S’inspirant souvent de la série des normes internationales de management de la qualité ISO 9000, les démarches d’amélioration de la qualité du service public occupent désormais une place centrale dans les politiques de modernisation des services publics.

Plusieurs méthodes combinées sont à privilégier pour améliorer la qualité3 :

  • Le management des processus : dès lors que la priorité est donnée à la satisfaction des bénéficiaires, il s’agit d’identifier, de maîtriser et d’améliorer les processus de réalisation des produits/services attendus par ceux-ci.
  • La mesure des résultats au travers d’indicateurs construits dans le regard des bénéficiaires, car, pour les qualiticiens, il n’y a pas de progrès sans mesure.
  • L’amélioration continue de ces résultats, notamment par la suppression des causes de non-conformités (de dysfonctionnements) à tous les niveaux (c’est la boucle de l’amélioration continue aussi connue sous le nom de « Roue de Deming ») (ISO 9000 :2005).

Si votre collectivité est engagée dans une démarche de certification ISO, vous aurez à construire des outils de suivi qualité. En l’absence de ce formalisme, vous aurez intérêt toutefois à connaître les outils de la démarche qualité, et à choisir d’en utiliser certains, qui vous aideront dans l’évaluation de votre activité, dans une perspective d’amélioration du service rendu.

1.2.5. Existence d’un système d’information décisionnel

Les fonctions d’aide à la décision en matière de politiques publiques (analyse de gestion, audit interne, évaluation, finance …) ont en commun de devoir s’appuyer sur des données fiabilisées et crédibles. Les systèmes d’information décisionnels qui se mettent en place dans les collectivités sont des supports majeurs pour ces fonctions d’aide à la décision.

Ils renforcent le dispositif de pilotage. Ils font de l’information stratégique un bien commun, à la fois dans une logique de partage et dans une logique de renforcement de la participation active des agents territoriaux à l’animation des politiques publiques.

Quand un SI décisionnel existe dans la collectivité, les documentalistes ne peuvent qu’être concernés par ce mode de pilotage, à la fois en capitalisant l’information produite, en traitant les données numériques du système, en contribuant à la structuration du système.

1.2.6. La Donnée (Data)

A l’instar de toute la société et des autres institutions, les collectivités sont concernées par le traitement des données, avec à la clé deux enjeux majeurs :

  • La sécurisation des données. Il faut à la fois assurer la sécurité des données enregistrées dans les serveurs informatiques, protéger le capital intellectuel (en particulier pendant les phases de production non encore finalisées ni validées), et assurer la traçabilité des documents dont la collectivité porte la responsabilité (valeur de preuve)
  • L’Open Data. Le mouvement « Open Data » (ou « données ouvertes ») est une démarche de publication de données numériques en ligne selon une série de dix critères garantissant leur libre accès et réutilisation par tous. Ainsi, une donnée brute est dite ouverte si elle est publiée de manière : Complète, Primaire, Opportune, Accessible, Exploitable, Non-Discriminatoire, Non-Propriétaire, Libre de droits, Permanente, et Gratuite. Cette démarche de publication concerne notamment les collectivités publiques (cf. fiche 9.6).
#####
— À RÉALISER —
1 – Traduisez en anglais cette phrase du texte du document : « Ils font de l’information stratégique un bien commun, à la fois dans une logique de partage et dans une logique de renforcement de la participation active des agents territoriaux à l’animation des politiques publiques. »
2 – Reproduisez sans modification le passage du texte du document qui commence par « Les fonctions d’aide » et se poursuit jusqu’à « structuration du système. ».

— DONNÉES AFFICHÉES —
#####
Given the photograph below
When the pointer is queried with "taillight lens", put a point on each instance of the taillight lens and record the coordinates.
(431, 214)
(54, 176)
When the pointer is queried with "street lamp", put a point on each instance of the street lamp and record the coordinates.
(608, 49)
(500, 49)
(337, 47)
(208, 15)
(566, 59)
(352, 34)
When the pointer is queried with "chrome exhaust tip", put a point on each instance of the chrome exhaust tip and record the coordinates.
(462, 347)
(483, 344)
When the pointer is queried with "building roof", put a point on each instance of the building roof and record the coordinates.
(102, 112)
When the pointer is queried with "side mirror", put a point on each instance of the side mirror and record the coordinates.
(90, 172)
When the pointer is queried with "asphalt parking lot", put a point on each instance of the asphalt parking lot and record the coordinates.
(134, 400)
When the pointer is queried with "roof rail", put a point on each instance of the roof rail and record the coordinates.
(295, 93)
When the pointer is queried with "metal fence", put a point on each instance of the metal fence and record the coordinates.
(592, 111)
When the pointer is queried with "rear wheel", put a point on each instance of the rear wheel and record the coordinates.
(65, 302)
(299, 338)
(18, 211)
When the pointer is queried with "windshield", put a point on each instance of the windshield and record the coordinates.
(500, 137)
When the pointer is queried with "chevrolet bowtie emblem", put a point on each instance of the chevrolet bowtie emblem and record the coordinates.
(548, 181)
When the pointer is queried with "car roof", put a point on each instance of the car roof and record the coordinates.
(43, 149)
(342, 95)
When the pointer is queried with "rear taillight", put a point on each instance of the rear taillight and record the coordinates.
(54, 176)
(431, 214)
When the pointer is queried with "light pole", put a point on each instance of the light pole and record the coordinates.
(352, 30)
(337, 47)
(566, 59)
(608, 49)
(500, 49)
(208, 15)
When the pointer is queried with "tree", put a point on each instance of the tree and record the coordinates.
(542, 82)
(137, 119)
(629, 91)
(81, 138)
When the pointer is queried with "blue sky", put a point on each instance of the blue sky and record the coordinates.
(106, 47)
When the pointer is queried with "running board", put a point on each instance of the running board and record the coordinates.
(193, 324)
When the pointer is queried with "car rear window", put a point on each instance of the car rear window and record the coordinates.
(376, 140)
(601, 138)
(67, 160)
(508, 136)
#####
— LISTE DES RÉPONSES —
1 – They make strategic information a common good, both in a spirit of sharing and with a view to strengthening the active participation of local government staff in driving public policy.

2 –
Les fonctions d’aide à la décision en matière de politiques publiques (analyse de gestion, audit interne, évaluation, finance …) ont en commun de devoir s’appuyer sur des données fiabilisées et crédibles. Les systèmes d’information décisionnels qui se mettent en place dans les collectivités sont des supports majeurs pour ces fonctions d’aide à la décision.

Ils renforcent le dispositif de pilotage. Ils font de l’information stratégique un bien commun, à la fois dans une logique de partage et dans une logique de renforcement de la participation active des agents territoriaux à l’animation des politiques publiques.

Quand un SI décisionnel existe dans la collectivité, les documentalistes ne peuvent qu’être concernés par ce mode de pilotage, à la fois en capitalisant l’information produite, en traitant les données numériques du système, en contribuant à la structuration du système.